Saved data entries
***
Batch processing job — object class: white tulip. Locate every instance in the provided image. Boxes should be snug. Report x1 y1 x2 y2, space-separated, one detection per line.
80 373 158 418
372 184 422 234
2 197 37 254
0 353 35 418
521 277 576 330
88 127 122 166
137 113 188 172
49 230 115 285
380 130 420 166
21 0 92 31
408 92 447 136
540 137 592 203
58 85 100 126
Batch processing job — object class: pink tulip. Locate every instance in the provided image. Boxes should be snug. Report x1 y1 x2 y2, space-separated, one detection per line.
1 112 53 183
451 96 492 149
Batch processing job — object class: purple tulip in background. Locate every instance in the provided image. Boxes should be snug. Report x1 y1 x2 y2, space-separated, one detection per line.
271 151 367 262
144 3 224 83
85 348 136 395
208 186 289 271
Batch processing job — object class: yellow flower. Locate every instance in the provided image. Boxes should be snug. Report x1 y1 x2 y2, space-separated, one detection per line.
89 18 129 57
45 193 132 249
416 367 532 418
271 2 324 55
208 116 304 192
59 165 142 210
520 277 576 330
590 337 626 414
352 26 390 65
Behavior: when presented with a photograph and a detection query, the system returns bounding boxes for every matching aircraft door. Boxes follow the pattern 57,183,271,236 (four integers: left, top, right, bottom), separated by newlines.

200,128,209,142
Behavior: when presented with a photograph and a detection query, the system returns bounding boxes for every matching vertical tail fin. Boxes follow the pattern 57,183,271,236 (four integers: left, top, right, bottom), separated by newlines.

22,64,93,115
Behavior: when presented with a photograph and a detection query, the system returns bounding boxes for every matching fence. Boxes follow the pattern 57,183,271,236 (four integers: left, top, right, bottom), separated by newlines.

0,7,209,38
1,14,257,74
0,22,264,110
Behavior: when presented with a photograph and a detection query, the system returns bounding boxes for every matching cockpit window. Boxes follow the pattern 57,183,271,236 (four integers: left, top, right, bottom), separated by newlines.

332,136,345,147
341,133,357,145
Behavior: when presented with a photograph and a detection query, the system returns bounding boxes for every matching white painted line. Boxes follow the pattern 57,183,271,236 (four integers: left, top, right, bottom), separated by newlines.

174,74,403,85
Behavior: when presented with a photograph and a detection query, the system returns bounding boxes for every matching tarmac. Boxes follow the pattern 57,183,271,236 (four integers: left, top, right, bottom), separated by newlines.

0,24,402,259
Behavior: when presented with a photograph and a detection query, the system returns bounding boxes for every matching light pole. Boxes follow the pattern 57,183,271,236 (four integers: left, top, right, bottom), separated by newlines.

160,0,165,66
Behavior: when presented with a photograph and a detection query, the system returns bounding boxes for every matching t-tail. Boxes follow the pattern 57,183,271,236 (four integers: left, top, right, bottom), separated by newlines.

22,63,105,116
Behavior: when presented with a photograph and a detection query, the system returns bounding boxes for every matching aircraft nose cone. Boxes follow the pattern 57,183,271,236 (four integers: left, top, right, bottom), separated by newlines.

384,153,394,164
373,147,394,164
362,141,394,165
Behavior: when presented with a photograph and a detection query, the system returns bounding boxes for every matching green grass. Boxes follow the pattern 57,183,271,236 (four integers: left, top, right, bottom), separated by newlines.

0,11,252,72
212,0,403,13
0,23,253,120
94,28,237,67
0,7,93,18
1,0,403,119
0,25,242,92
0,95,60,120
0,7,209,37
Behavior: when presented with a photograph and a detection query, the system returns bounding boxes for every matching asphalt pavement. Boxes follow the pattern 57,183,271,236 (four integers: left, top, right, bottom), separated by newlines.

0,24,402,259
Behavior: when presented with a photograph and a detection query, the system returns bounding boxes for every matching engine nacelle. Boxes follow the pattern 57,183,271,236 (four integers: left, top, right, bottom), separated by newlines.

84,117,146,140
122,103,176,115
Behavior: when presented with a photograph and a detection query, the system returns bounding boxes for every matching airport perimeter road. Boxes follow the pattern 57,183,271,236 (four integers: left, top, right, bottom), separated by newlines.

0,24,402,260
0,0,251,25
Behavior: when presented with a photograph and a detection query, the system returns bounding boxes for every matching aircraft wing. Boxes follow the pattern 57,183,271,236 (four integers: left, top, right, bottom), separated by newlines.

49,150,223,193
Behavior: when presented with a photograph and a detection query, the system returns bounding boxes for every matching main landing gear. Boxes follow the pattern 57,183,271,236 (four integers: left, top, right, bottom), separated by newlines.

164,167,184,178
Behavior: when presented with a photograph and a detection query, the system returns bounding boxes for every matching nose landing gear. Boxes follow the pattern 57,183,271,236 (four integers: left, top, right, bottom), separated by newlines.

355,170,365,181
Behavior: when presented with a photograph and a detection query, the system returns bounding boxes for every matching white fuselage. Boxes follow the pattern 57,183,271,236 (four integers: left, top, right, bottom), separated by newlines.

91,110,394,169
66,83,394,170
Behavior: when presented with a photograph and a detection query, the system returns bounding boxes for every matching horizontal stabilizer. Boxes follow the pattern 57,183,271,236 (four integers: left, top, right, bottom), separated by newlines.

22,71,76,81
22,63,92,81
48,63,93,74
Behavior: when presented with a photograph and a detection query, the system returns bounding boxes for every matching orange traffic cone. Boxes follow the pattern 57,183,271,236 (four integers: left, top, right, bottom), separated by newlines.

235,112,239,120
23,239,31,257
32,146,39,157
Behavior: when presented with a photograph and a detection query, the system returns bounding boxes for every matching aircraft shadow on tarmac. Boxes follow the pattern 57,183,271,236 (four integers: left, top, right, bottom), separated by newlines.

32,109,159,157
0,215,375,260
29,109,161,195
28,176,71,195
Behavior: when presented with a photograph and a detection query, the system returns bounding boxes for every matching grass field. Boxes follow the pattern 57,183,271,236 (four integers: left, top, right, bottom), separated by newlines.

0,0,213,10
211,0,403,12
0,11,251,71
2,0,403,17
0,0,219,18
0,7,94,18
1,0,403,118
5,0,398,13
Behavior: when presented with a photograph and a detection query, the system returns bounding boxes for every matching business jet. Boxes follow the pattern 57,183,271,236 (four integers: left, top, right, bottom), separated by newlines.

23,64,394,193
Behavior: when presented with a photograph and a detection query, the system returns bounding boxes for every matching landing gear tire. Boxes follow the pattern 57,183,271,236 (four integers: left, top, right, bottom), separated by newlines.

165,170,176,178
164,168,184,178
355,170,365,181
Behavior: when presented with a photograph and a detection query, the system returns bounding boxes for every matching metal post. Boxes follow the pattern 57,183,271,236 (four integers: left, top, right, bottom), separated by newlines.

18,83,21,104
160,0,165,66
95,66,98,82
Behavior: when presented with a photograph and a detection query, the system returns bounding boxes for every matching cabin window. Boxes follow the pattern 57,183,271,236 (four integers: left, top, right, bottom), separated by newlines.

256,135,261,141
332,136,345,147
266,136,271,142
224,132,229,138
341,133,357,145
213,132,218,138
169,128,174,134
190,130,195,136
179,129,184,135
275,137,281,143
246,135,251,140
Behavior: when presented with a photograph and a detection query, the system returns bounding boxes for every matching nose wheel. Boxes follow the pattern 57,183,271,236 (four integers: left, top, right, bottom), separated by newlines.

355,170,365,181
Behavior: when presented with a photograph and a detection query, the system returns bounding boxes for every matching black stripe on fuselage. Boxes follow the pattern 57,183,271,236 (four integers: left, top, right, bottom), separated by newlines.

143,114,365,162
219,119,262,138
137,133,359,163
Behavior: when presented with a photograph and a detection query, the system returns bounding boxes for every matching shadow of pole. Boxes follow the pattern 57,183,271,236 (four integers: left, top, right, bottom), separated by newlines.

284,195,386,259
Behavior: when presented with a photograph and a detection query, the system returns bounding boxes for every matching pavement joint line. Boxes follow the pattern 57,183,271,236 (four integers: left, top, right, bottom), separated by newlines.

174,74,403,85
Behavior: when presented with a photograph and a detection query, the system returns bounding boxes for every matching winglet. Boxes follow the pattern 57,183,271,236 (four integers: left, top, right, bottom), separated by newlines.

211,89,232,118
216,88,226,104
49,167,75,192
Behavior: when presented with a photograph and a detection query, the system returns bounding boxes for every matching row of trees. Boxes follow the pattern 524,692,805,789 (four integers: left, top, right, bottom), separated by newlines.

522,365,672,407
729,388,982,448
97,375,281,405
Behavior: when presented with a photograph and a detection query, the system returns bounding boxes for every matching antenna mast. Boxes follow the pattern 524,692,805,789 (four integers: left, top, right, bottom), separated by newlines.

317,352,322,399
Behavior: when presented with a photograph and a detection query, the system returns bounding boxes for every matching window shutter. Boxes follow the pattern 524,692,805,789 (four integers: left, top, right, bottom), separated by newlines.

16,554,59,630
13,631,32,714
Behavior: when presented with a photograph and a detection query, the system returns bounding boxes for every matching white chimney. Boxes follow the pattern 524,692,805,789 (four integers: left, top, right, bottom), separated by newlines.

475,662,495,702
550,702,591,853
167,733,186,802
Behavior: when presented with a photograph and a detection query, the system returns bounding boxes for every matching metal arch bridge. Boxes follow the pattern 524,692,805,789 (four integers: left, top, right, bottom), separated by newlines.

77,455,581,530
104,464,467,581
***
> **Instructions to follow**
Word for word, restate the lines from the one holding "matching white chimney." to the last line of the records.

> **Result of the exercise**
Behavior: when presented with a photograph and a detection query, the system returns bounding boxes for every matching white chimney. Boxes follow the pattern 524,692,805,789 (four integers: left, top, right, bottom), separated by newlines.

475,662,495,702
550,702,591,853
167,733,186,802
Behavior: when presented with a photograph and a detection query, the system returns bounding boxes for every matching metal arch bridge. Boxes follow the pattern 524,692,805,789 (four integers: left, top, right, bottom), separated by newlines.

77,455,581,530
104,464,467,581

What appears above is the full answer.